*** Opening RECORDS FOR THE EXERCISE ***

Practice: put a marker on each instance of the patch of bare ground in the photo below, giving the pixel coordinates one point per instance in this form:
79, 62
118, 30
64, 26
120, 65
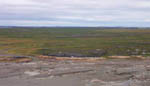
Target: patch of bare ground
65, 71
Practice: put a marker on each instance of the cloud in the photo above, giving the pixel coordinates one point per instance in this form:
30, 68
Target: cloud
75, 12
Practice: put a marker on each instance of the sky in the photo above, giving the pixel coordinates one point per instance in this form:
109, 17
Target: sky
126, 13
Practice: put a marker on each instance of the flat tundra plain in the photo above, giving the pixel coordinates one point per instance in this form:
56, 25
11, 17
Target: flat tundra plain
110, 72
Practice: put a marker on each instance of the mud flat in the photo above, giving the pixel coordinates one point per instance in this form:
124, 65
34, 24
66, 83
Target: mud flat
53, 72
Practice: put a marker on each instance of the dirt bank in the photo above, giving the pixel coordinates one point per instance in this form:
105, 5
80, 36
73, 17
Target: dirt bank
112, 72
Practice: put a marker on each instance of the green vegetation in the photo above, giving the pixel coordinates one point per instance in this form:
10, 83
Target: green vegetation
37, 41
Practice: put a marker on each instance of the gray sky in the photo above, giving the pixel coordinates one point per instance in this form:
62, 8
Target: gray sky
75, 12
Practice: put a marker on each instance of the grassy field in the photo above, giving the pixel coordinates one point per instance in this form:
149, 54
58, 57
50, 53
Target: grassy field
38, 41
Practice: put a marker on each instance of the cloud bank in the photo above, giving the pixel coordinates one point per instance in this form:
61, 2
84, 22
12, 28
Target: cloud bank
75, 13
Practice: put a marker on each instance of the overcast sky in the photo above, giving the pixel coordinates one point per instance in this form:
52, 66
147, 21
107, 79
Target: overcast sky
75, 13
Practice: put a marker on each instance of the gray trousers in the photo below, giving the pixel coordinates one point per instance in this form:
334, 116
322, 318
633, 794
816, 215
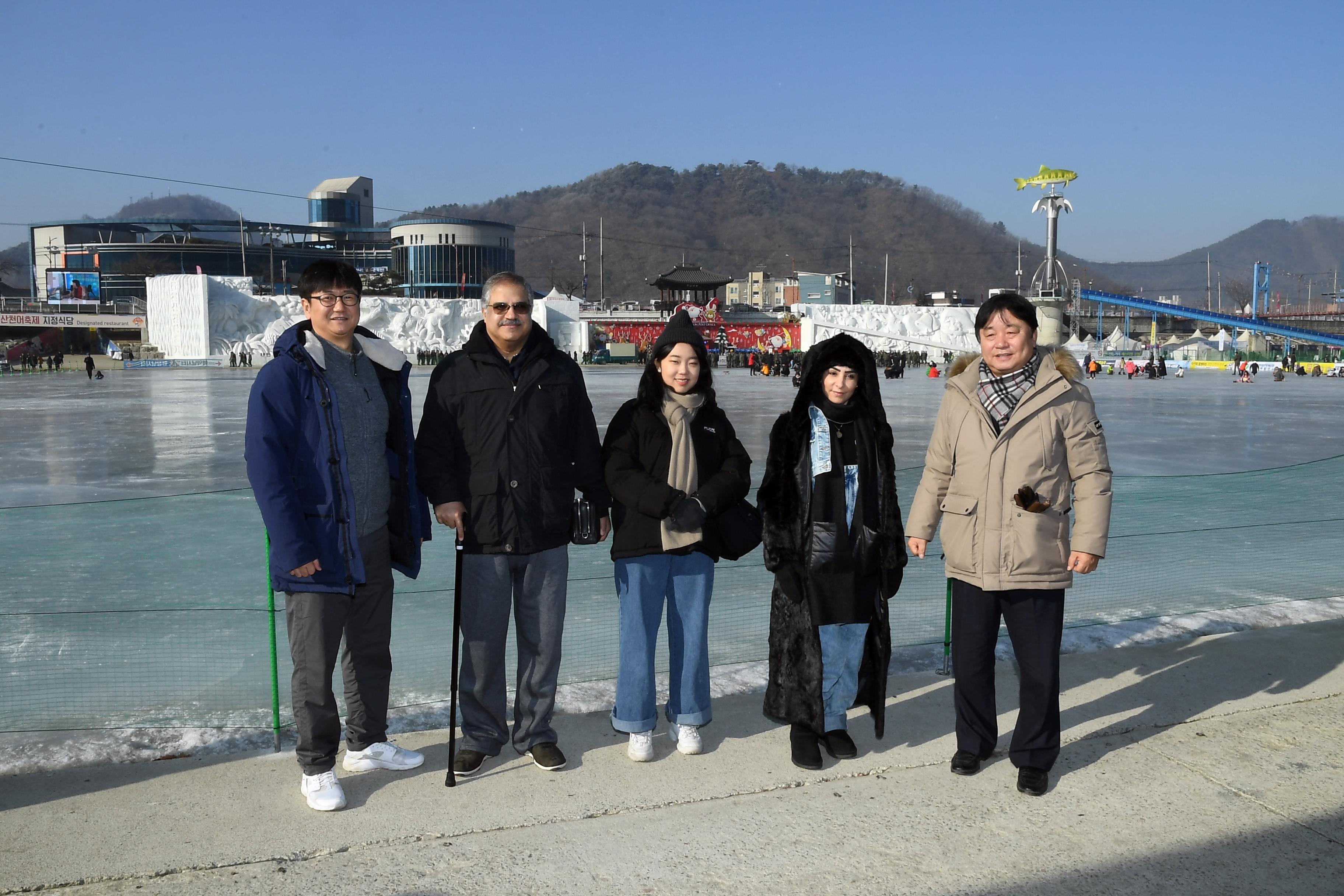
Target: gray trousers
535, 586
316, 623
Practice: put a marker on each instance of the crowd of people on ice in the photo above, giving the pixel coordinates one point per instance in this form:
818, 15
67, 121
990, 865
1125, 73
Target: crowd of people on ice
350, 491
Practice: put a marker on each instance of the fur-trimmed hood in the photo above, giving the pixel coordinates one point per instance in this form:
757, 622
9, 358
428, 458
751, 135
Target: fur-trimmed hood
1064, 362
818, 362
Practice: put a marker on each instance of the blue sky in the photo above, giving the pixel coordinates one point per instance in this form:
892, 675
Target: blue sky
1186, 121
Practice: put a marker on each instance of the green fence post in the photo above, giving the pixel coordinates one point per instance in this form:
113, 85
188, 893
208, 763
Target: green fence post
275, 659
947, 634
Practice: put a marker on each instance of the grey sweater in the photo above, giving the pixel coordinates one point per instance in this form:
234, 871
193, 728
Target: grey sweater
363, 417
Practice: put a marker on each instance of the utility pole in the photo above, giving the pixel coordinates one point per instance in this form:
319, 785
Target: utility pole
851, 269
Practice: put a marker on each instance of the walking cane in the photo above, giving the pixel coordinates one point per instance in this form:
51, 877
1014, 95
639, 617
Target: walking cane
947, 634
451, 781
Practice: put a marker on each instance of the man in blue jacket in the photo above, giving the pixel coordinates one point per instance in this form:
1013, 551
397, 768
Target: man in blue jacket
331, 460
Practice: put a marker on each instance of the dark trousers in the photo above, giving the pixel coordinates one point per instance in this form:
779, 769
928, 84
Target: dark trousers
534, 586
1035, 624
316, 624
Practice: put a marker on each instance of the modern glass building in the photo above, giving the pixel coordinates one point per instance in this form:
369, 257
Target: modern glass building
342, 202
449, 257
427, 258
124, 253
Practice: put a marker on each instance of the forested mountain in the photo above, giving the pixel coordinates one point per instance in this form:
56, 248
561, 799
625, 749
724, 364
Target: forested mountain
733, 220
179, 206
1302, 254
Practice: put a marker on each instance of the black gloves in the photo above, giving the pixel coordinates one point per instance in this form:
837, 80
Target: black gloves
892, 582
790, 578
687, 516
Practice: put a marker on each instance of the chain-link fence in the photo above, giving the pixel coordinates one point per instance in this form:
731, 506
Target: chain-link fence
154, 613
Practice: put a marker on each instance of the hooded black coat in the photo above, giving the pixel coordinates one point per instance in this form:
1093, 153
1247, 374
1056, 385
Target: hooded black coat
794, 692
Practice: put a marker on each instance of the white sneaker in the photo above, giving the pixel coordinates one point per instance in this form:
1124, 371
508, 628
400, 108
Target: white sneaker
323, 792
382, 755
641, 746
687, 739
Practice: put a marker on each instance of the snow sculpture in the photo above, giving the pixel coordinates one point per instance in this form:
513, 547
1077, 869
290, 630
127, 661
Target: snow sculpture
897, 328
197, 316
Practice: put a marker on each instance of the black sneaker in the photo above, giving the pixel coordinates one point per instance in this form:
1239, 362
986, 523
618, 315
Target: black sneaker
1034, 782
807, 754
966, 762
839, 745
547, 755
468, 762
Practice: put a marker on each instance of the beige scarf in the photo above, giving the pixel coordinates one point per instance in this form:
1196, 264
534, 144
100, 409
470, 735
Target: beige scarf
679, 412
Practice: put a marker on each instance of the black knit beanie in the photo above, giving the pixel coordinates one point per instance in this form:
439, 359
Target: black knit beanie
680, 330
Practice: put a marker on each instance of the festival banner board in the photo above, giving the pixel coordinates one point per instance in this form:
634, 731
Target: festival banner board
176, 362
107, 322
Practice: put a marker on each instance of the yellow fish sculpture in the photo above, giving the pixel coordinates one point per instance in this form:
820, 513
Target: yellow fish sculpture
1047, 176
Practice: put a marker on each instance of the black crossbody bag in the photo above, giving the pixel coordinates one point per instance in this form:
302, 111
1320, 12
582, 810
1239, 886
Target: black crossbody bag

*** Closing RECORDS FOR THE EXERCISE ***

(DESCRIPTION OF THE TASK)
Before duplicating the entries above, strip out the pictures and keep the rest exact.

(YOUR RESPONSE)
Practice: put a marker on each instance of the patch of bare ground in the photo below, giving the pixel coordinates one point per instance in this form:
79, 62
118, 30
64, 26
120, 65
Target: patch of bare ground
65, 71
Practice: put a marker on each instance of the cloud in the photo above, giving the pixel coordinates one point per instance in this form:
30, 68
Target: cloud
75, 12
Practice: put a marker on each instance of the sky in the photo above, giving the pixel coordinates one point per instance in this form:
109, 17
Target: sky
126, 13
Practice: put a marker on each instance of the flat tundra plain in the photo above, giving the pixel coordinates one point per instance in this form:
56, 25
11, 17
Target: flat tundra plain
110, 72
Practice: put a marker on each instance of the mud flat in the photo above, giving the pixel coordinates one point per instance in this form:
124, 65
34, 24
66, 83
Target: mud flat
53, 72
Practice: put a marker on each instance of the dirt bank in the photo above, giving the pixel coordinates one point per instance in this form:
105, 5
80, 36
73, 17
Target: dirt bank
112, 72
Practice: put a marker on each instance of the green vegetation in the photo above, giving the pixel coordinates one point per instance in this form:
10, 83
Target: green vegetation
37, 41
Practice: put a marker on each instance of the gray sky in the photo above, giving the pixel coordinates one point per instance in this form:
62, 8
Target: gray sky
75, 12
Practice: put a marker on each instance of the grassy field in the photo above, giving the pixel coordinates one point per instance in this form:
149, 54
58, 57
50, 53
Target: grassy field
38, 41
Practice: put a marker on each instance of the cloud bank in the photo above, giving the pixel coordinates one point per instance in this form:
61, 2
84, 22
12, 28
Target: cloud bank
75, 13
Practice: put a marker on each instance of the overcast sky in the photo above, giving the pixel coordinates one point per instance in this form:
52, 66
147, 21
107, 79
Target: overcast sky
75, 13
Practice: put a marker on each instance of the gray trousers in the photo below, giving the pixel coordinates one point per instance in this form:
334, 116
322, 318
633, 794
816, 215
Target: gray trousers
535, 586
316, 623
Practice: put a marker on each instance of the crowd of people on ice in the photo above, giving the pixel coordinates one point per instance in this form:
818, 15
67, 121
990, 865
1125, 73
Target: crowd of people on ice
350, 491
Practice: put a marker on each instance of the fur-trimmed hood in the photo above, giving the pixel coordinates one point per instance in this form:
757, 622
9, 358
428, 458
751, 135
Target: fur-trimmed hood
1064, 362
818, 362
Practice: put a marker on each instance of the blue sky in the photo above, giving the pixel coordinates one point per instance in this form:
892, 675
Target: blue sky
1186, 121
Practice: put a marker on each instance of the green fence post in the photo above, giving the pixel coordinates one point per instance in this form:
113, 85
188, 893
208, 763
Target: green fence post
275, 659
947, 634
Practice: put a marker on each instance of the grey sweater in the photo above, giving the pixel coordinates one point per instance in this form:
234, 871
193, 728
Target: grey sweater
363, 417
Practice: put a marker on each instance of the utility pole in the photo above, giving the pixel coordinates one point per instance in this form:
319, 785
Target: utility pole
851, 269
Practice: put a marker on each instance of the walking cane in the photo above, giving the pixel coordinates one point per instance in this form:
51, 877
1014, 95
639, 617
Target: walking cane
947, 634
451, 781
Practice: put a marker on each instance of the man in blue jacket in the photo above, giving the pixel coordinates one point per instance in this form:
1013, 551
397, 768
Target: man in blue jacket
331, 460
Practice: put a marker on each instance of the dark trousers in the photo above, giving the pixel coordinates one point per instance in this form:
779, 769
928, 84
Target: dark trousers
534, 586
1035, 624
316, 624
Practice: put a marker on each instance of the modern glass building in the photo above, giving the pixel coordinates one point per instance in this form:
369, 257
Target: modern glass building
342, 202
449, 257
427, 258
124, 253
Practice: put a marker on each instance of the forested mountain in the photo above, giving the pixel coordinates one point per instance in this form:
56, 248
561, 799
625, 749
724, 364
Target: forested mountain
733, 220
179, 206
1302, 254
Practice: put a marker on each instance of the black gloves in the photo above, giving the pixel coordinates one point per instance in this form:
837, 80
Target: black gloves
892, 582
790, 578
687, 516
Practice: put a marker on each instance of the chain-link fence in the photo above, giving the pixel coordinates one point per instance in this form:
731, 506
Target: chain-link fence
154, 613
Practice: put a marker on each instance of the hooded black coat in the photo above, giving the pixel coordinates one point per instance in this form:
1093, 153
1247, 374
1056, 385
Target: hooded black coat
794, 692
Practice: put a marker on each instance of the white sneaker in the photo above, giving the pixel coordinates one point per instance in this form:
1124, 371
508, 628
400, 108
Target: white sneaker
323, 792
382, 755
641, 746
687, 739
Practice: put a marker on each instance of the snow sculpture in the photo above, giving the pixel coordinates one point per instance in this form:
513, 547
1077, 869
290, 630
127, 661
Target: snow sculpture
897, 328
197, 316
Practice: put a marker on each instance of the black sneaker in the photo above, giving the pixel coordinates one point per instance in this form:
1239, 362
986, 523
618, 315
Target: black sneaker
1034, 782
807, 754
966, 762
839, 745
547, 755
468, 762
Practice: put a marker on each instance of the beige scarf in the photo above, giving the pixel coordinates one point per instance in this form:
1196, 264
534, 144
100, 409
470, 735
Target: beige scarf
679, 412
Practice: put a marker on each instance of the black knit beanie in the photo above, giving the pixel coordinates one point per instance in this form:
439, 359
Target: black knit beanie
680, 330
Practice: put a marker on each instance of the festival banner board in the photo above, giving the pixel coordinates one point per instance in this form:
634, 731
Target: festival banner board
176, 362
107, 322
Practice: put a marker on each instance of the yellow fish sculpture in the photo above, giving the pixel coordinates one point per instance in this form:
820, 513
Target: yellow fish sculpture
1047, 176
Practice: put a marker on each instance of the black crossbody bag in the photo above, giving the pixel coordinates one point per instance in this form:
302, 111
1320, 12
582, 810
1239, 886
Target: black crossbody bag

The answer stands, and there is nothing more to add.